▶ [WHAT IS NEEDED]: Without omitting anything, copy every entry word for word.

▶ [DATA SUPPLIED]:
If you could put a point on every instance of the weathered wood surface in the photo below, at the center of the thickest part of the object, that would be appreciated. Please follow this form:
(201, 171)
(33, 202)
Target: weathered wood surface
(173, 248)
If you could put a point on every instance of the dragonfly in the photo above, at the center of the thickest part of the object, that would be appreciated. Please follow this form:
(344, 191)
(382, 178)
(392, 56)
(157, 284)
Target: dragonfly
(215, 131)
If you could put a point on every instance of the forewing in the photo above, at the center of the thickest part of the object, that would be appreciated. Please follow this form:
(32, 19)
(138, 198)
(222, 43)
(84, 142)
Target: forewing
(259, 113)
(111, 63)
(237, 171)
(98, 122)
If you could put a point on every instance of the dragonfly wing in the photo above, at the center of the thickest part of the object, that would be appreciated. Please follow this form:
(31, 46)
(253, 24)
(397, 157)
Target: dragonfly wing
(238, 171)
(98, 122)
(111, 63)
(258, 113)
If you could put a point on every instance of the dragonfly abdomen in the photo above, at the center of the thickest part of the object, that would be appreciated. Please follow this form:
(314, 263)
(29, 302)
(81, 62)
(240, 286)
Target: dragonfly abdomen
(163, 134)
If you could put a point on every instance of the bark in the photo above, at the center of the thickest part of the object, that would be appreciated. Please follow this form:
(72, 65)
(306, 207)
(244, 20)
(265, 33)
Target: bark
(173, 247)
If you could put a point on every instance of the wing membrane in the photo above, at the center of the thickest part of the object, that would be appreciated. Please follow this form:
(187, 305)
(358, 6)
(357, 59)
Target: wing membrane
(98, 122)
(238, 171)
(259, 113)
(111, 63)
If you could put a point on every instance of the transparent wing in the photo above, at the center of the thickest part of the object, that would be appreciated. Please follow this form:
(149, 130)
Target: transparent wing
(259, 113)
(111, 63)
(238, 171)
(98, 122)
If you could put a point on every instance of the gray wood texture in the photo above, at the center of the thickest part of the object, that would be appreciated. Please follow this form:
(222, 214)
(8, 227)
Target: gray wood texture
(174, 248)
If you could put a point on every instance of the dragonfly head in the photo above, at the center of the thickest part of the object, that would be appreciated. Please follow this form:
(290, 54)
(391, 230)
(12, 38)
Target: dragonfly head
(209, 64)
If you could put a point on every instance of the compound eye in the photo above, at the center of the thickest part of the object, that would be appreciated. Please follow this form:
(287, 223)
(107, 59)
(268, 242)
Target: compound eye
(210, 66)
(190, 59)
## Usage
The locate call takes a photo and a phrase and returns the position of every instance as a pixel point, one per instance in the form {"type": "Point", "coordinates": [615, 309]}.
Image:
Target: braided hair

▶ [THE ANSWER]:
If you could put a point on every instance of the weathered wood surface in the photo below, at the center of the thickest part of the object, that would be appreciated. Please follow this form:
(201, 171)
(33, 202)
Target: weathered wood surface
(173, 248)
If you could put a point on every instance of the dragonfly in the photo above, at the center of the thickest part of the object, that would be appreciated. Please follow this form:
(344, 191)
(382, 178)
(392, 56)
(157, 284)
Target: dragonfly
(215, 131)
If you could put a point on every instance of the forewing in the photo above, at the center of the thickest part of the object, that would be appreciated. Please follow this form:
(32, 19)
(138, 198)
(222, 43)
(84, 142)
Target: forewing
(259, 113)
(111, 63)
(237, 171)
(98, 122)
If you could put a point on every instance of the dragonfly wing in the photo above, at the center of the thickest part of the object, that would be appreciated. Please follow this form:
(31, 46)
(253, 24)
(397, 157)
Target: dragonfly wing
(238, 171)
(98, 122)
(111, 63)
(258, 113)
If you could put a point on every instance of the dragonfly abdomen in the photo above, at the center of the thickest part of the object, that would be appreciated. Please follow this form:
(314, 263)
(29, 302)
(81, 62)
(240, 286)
Target: dragonfly abdomen
(163, 134)
If you could put a point on every instance of the bark in the photo above, at the center of the thickest part of the object, that would be appreciated. Please follow this form:
(72, 65)
(306, 207)
(244, 20)
(265, 33)
Target: bark
(173, 247)
If you could put a point on every instance of the wing membrane in the photo above, at the center of the thickest part of the object, that would be appreciated. Please follow this form:
(187, 305)
(358, 6)
(357, 59)
Target: wing membrane
(98, 122)
(238, 171)
(259, 113)
(111, 63)
If you could put a point on every instance of the transparent wing in the photo above, at the center of the thickest part of the object, that would be appreciated. Please follow this form:
(149, 130)
Target: transparent wing
(259, 113)
(111, 63)
(238, 171)
(98, 122)
If you could put a point on every instance of the gray wood texture in the photo above, at the center of the thickest part of the object, that would be appreciated. Please follow this form:
(222, 214)
(8, 227)
Target: gray wood texture
(174, 248)
If you could put a point on every instance of the dragonfly head in the photo above, at the center of the thickest part of the object, that would be appreciated. Please follow this form:
(290, 54)
(391, 230)
(12, 38)
Target: dragonfly head
(209, 64)
If you could put a point on every instance of the compound eye in the photo above, at the center of the thickest part of the object, that would be appreciated. Please follow this form:
(287, 223)
(107, 59)
(268, 242)
Target: compound eye
(210, 66)
(190, 59)
## Usage
The locate call takes a photo and a phrase and returns the position of every instance as a pixel point, one per instance in the form {"type": "Point", "coordinates": [615, 309]}.
Image:
Target: braided hair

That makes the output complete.